Data entries
· · ·
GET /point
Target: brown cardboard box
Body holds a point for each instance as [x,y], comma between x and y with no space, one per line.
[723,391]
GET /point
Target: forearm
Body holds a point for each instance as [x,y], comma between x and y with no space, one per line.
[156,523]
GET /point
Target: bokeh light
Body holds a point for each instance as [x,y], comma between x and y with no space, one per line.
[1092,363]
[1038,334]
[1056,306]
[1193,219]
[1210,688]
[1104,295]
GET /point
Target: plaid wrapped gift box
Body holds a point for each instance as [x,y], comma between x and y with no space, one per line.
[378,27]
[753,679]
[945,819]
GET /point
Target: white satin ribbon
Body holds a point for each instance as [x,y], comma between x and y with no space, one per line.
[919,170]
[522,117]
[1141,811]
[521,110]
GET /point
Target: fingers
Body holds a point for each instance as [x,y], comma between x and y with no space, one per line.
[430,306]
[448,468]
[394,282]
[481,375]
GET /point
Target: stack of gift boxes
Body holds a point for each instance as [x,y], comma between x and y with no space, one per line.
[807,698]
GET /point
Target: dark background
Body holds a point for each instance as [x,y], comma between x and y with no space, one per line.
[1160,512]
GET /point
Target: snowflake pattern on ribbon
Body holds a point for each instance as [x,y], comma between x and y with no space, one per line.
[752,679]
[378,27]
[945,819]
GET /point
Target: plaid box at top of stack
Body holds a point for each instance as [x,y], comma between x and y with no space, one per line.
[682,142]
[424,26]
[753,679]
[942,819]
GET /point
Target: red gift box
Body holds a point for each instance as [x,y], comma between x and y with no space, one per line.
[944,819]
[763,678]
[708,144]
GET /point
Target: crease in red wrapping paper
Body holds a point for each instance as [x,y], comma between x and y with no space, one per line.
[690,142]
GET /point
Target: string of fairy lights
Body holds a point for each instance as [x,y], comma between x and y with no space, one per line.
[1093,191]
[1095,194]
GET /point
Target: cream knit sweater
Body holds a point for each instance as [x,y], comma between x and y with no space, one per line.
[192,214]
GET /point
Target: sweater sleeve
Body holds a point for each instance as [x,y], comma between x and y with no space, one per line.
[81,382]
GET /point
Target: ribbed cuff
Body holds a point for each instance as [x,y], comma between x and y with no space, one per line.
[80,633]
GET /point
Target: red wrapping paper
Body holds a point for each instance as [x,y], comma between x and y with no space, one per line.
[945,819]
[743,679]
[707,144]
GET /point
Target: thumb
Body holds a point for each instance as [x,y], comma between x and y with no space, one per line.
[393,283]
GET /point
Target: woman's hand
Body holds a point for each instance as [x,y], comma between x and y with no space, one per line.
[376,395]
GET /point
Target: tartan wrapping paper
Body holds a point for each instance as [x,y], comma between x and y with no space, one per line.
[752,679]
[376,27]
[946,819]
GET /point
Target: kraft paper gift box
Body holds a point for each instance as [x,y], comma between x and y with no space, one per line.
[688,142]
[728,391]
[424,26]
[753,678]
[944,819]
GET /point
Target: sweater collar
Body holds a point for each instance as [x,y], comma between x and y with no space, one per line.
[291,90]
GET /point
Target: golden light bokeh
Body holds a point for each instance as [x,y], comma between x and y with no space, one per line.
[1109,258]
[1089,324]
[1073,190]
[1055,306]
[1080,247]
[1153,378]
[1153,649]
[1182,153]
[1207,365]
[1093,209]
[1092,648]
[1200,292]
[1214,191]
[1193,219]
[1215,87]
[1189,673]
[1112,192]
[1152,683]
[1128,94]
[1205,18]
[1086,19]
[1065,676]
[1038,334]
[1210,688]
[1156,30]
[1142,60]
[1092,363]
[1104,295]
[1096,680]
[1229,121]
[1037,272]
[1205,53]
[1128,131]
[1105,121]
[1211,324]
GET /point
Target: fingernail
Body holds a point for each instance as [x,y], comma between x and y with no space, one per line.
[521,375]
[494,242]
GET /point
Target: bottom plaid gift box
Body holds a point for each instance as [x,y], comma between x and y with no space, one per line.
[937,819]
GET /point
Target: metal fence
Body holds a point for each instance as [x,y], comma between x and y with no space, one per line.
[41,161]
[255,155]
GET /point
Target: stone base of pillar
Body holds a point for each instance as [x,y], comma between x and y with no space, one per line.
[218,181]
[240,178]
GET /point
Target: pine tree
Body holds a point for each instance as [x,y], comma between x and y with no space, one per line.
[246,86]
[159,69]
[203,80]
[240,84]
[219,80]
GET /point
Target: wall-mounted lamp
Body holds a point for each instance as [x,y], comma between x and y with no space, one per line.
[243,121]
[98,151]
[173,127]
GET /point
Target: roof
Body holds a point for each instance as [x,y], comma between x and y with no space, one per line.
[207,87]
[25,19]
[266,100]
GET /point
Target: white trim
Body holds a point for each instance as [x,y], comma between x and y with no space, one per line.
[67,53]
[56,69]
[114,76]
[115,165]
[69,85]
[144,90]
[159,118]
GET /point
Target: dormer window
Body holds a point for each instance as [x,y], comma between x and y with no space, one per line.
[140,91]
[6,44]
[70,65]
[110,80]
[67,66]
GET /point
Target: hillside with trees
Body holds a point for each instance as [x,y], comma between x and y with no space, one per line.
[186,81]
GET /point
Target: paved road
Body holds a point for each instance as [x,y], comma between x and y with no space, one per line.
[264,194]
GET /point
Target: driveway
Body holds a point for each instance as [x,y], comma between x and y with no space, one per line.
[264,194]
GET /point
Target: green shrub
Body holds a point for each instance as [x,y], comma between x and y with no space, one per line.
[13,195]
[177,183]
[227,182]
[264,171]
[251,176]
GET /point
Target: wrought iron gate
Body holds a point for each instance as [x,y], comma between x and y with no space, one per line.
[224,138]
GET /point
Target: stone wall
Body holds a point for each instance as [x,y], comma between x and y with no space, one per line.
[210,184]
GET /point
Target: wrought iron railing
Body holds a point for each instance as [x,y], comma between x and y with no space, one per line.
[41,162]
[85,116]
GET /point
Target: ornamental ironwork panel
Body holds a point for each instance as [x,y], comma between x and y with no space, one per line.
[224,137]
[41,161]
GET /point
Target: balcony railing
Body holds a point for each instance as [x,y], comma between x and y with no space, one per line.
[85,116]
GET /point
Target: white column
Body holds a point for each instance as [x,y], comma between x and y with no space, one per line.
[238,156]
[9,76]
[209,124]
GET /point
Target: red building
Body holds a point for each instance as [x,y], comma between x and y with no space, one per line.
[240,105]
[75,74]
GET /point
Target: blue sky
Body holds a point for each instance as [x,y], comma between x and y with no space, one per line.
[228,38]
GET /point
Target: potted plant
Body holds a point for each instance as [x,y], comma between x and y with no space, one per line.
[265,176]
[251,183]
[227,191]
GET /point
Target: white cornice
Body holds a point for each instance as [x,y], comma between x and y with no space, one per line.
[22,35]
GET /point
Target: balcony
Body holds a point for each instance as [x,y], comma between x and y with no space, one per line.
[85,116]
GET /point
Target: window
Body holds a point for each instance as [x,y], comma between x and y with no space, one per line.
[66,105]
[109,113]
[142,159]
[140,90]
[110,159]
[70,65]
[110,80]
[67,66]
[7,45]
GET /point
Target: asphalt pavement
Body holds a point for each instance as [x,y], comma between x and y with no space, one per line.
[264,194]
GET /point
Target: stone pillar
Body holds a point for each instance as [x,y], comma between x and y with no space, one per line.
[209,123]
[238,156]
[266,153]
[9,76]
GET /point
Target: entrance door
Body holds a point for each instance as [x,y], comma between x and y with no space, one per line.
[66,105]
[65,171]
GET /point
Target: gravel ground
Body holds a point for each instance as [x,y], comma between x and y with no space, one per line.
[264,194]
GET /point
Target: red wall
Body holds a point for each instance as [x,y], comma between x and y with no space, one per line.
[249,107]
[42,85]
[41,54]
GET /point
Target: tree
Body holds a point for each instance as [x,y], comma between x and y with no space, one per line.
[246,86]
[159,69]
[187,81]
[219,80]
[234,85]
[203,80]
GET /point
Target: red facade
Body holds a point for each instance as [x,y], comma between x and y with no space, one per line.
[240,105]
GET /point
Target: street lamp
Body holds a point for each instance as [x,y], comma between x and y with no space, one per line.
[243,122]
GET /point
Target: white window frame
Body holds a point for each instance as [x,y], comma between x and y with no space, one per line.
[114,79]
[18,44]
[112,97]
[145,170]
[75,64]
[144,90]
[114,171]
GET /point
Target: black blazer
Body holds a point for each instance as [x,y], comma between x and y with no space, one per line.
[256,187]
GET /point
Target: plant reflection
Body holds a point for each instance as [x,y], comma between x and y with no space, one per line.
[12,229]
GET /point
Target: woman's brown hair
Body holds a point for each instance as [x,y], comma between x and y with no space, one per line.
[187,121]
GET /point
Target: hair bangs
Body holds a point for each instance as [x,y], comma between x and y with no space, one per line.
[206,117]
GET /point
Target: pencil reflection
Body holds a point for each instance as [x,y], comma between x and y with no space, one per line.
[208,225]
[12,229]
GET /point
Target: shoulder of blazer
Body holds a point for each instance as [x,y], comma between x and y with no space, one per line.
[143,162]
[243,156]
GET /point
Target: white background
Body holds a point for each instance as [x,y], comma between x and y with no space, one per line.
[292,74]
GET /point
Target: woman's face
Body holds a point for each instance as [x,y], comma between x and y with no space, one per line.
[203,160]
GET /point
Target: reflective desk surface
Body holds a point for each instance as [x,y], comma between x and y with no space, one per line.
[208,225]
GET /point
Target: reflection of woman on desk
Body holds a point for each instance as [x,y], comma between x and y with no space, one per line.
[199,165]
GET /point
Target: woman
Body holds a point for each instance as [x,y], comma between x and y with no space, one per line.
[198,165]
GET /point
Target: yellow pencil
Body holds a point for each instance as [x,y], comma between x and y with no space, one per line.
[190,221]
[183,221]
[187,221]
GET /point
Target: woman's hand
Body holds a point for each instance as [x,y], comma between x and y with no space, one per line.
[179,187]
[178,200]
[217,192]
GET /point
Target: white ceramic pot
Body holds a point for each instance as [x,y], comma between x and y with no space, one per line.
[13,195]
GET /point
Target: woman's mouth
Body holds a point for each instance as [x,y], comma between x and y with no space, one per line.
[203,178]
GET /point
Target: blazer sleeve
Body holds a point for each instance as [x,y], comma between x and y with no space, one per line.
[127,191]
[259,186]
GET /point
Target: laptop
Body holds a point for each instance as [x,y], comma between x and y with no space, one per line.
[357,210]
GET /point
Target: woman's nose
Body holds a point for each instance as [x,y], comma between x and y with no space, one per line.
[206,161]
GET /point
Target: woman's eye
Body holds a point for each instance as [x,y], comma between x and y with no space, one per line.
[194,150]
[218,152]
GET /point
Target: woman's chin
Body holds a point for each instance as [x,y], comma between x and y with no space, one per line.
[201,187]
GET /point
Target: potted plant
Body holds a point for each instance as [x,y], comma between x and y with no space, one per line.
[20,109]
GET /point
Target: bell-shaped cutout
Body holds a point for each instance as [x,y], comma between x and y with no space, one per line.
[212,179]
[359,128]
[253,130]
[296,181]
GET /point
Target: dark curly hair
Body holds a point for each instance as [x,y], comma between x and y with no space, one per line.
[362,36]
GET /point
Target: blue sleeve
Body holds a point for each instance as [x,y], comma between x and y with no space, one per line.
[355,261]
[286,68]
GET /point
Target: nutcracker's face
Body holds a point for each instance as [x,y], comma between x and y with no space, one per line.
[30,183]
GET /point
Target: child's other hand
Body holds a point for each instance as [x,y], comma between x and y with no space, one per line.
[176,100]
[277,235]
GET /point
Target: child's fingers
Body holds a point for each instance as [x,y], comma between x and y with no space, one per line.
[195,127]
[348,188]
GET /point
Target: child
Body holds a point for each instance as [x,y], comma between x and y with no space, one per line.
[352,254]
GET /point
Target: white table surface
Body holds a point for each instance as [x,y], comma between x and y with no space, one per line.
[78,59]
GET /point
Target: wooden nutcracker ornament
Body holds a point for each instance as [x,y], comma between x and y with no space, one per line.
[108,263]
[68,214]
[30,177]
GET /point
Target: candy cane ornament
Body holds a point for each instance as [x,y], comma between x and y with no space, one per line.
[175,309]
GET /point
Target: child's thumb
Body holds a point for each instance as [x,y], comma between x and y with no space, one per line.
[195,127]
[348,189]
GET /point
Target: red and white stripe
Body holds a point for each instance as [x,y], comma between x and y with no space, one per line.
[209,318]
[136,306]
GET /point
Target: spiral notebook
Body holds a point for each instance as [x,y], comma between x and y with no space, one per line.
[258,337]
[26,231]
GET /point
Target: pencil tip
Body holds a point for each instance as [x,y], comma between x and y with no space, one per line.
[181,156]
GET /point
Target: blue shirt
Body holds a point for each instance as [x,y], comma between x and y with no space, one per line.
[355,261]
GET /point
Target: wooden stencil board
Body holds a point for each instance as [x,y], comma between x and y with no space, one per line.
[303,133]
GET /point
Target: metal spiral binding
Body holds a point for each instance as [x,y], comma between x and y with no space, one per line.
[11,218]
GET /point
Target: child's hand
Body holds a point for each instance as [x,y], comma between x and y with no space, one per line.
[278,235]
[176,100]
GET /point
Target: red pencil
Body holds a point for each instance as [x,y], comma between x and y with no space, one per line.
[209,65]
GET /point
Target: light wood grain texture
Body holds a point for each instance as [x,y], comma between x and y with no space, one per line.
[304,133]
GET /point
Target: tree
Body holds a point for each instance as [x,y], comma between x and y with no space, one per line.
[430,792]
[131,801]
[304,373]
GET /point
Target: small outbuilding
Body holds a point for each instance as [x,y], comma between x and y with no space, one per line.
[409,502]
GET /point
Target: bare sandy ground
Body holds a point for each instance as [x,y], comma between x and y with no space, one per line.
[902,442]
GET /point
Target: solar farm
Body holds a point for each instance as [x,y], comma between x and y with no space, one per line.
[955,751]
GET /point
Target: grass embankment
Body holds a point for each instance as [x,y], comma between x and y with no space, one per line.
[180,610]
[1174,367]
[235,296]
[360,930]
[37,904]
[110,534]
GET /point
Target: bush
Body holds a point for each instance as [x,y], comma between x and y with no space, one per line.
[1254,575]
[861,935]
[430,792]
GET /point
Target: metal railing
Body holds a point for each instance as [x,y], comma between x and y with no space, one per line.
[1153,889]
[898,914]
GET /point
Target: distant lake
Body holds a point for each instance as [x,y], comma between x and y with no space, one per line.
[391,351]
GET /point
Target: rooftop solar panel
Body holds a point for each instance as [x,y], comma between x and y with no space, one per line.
· · ·
**Required work**
Show every line of the records above that contains the word "background", copying each one in full. Case counts.

**Correct output**
Target: dark background
Target: white background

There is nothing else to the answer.